### [ФРАГМЕНТ ТЕКСТА]
Рекомендации конгресса сохранять пассивный характер стачки вызвали во многих группах рабочего класса взрывы хохота, к которым примешивалась толика гнева. В своей примечательной летописи «Всеобщая стачка, май 1926 г.» (The General Strike May 1926) Робин Пейдж Арнот вел ежедневную хронику событий. Его запись от 6 мая (на третий день стачки) содержит следующую информацию:
Сэр Джон Саймон заявил в палате общин, что стачка незаконна. Судья Эшбери наложил временный судебный запрет на отделение «Союза моряков» в Тауэр-хилле. Затребовали специальных констеблей. Протест против стачки от руководства Института журналистов… [Шапурджи] Саклатвала [член парламента от коммунистов] приговорен к двухмесячному аресту… многочисленные столкновения между полицией и бастующими на улицах: на Олд-Кент-роуд в Лондоне толпа рассеяна полицией, несколько пострадавших. В Глазго 66 арестованных, несколько пострадавших. В Эдинбурге 22 арестованных.
Восточные районы округа Файф в Шотландии стали оплотом бастующих, где организовался свой комитет обороны. В других местах нарастали столкновения с полицией и штрейкбрехерами. Люди переворачивали и поджигали те трамваи, которые все еще ходили, а автобусы просто не могли работать в районах Поплар и Бермондзи. В Эдинбурге футбольное поле использовалось как парковка для конфискованных автомобилей, которые не имели лицензии от профсоюзов. В Лидсе автобус со штрейкбрехером за рулем был остановлен бастующими с оружием.
Ни одна из этих акций не вышла на общенациональный уровень. Меньшинство было готово драться, но оно лишилось политического инструмента. А его собственные лидеры готовились капитулировать самым жалким образом. Ровно так они и поступили через девять дней после начала стачки. Это была бесстыдная и безусловная капитуляция. Георг V, который начал понимать всю гибкость лейбористов, записал в своем дневнике: «Наша древняя страна может гордиться собою. За последние девять дней, пока шла стачка, так или иначе затронувшая 4 миллиона человек, не было сделано ни единого выстрела и никто не был убит. Это показывает, какой мы замечательный народ».
Лидеры лейбористов и их советники-интеллектуалы – Макдональд, Томас, Клайнс, Сидней, Беатрис Уэбб и другие, – вероятно, мурлыкали от удовольствия, получив столь высокую монаршую оценку сыгранной ими роли.
А что можно сказать об Эрнесте Бевине, тогдашнем руководителе профсоюза транспортников? Он был одним из наиболее радикальных членов Центрального совета конгресса и обратился с напыщенной речью к делегатам конференции, принявшим решение о начале стачки: «Вы возложили все, что у вас есть, на алтарь этого великого Движения, все до последнего пенни, и в конечном итоге история запомнит великолепное поколение, которое оказалось готово к подлинным свершениям – вместо того, чтобы сидеть сложа руки, глядя, как горняков втаптывают в пыль, как рабов». После капитуляции, которая стала для лидеров Конгресса профсоюзов их собственным Версалем, Бевин, недолго думая, решил, что курс на классовый коллаборационизм гораздо выгоднее, чем забастовочное движение. Для него это определенно было именно так. Его карьера пошла в гору, а социальный статус повысился. Со временем он станет любимым политиком-лейбористом Черчилля, верным британскому государству и империи до конца своих дней. Английский Носке.

Некоторые записи
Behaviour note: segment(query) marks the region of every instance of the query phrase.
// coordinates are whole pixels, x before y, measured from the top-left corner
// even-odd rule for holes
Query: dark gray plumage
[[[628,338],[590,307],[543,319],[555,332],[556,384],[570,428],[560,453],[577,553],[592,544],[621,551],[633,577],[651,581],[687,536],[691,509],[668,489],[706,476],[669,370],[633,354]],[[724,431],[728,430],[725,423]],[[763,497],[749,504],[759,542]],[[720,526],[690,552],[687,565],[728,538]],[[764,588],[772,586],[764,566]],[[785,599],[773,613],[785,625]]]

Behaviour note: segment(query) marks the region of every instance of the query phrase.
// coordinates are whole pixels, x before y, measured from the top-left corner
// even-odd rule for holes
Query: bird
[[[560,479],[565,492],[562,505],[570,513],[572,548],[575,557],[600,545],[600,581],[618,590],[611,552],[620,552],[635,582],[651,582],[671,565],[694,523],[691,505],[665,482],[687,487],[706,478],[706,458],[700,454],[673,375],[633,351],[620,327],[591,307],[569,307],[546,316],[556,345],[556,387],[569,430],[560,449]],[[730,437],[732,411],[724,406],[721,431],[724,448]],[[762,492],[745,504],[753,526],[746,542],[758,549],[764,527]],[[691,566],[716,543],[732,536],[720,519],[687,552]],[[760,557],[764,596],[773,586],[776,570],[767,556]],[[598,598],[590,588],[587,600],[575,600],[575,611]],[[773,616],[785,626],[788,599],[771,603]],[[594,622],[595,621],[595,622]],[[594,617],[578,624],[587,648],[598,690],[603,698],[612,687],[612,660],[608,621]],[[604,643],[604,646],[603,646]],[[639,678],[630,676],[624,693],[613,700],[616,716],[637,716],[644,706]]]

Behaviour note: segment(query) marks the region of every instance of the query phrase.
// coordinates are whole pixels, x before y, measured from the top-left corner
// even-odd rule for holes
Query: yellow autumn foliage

### [НЕОБХОДИМЫЕ ДЕЙСТВИЯ]
[1] Перепишите листинг от самого его начала вниз до строки с «Query: dark gray plumage» включительно, заменив «plumage» на «feathers» и не меняя ничего другого.
[2] Допишите следующую часть фрагмента о всеобщей стачке 1926 года в Великобритании.

### [СПИСОК ОТВЕТОВ]
[1]
Behaviour note: segment(query) marks the region of every instance of the query phrase.
// coordinates are whole pixels, x before y, measured from the top-left corner
// even-odd rule for holes
Query: dark gray feathers

[2]
А что с горняками и их героическим лидером А. Дж. Куком? В тот год они продолжали биться до поздней осени. Сделав символический жест в стиле noblesse oblige, принц Уэльский (позднее – Эдуард VIII, еще позднее – герцог Виндзорский) отправил пожертвование в 10 фунтов, сопроводив его посланием, написанным лакеем по его просьбе:
Его Королевское Высочество по необходимости не может встать на чью-либо сторону в любом споре, но мы все с давних пор в долгу перед шахтерами, и всякий испытывает сочувствие к их женам и детям, переживающим нелегкие времена. Кроме того, итог любого спора был бы неудовлетворительным, если бы одна из сторон оказалась вынужденной пойти на уступки из-за страданий своих близких, нуждающихся в попечительстве. Его Королевское Высочество выражает уверенность, что при наличии доброй воли с обеих сторон нынешние трудности разрешатся благополучно.
Но к тому времени горняки, озлобленные и возмущенные тем, что казалось им предательством со стороны таких же рабочих, решили, что лучше подчиниться, чем умереть с голоду. Однако они никогда не забудут тех, кто причинил им столько страданий. Черчилль стал объектом ненависти в Шотландии, Уэльсе и Северной Англии, а также во многих частях Лондона и нескольких других крупных городов – ненависти, которая передавалась из поколения в поколение. За несколько недель, прошедших с момента окончательного поражения горняков, профсоюзы потеряли полмиллиона своих членов. Сформированное по результатам выборов 1929 г. правительство лейбористов отказалось даже рассматривать вопрос о национализации шахт. Рамсей Макдональд, премьер-министр, заявил, что сейчас для этого не совсем подходящий момент. Когда в 1929 г. в Соединенных Штатах случился биржевой обвал, а в 1931 г. депрессия ударила по Великобритании, лидеры лейбористов, генетически неспособные понять – а тем более преодолеть – капиталистический кризис, просто дезертировали, сформировав коалиционное правительство с тори и либералами и оставив в палате общин изолированную группу членов партии.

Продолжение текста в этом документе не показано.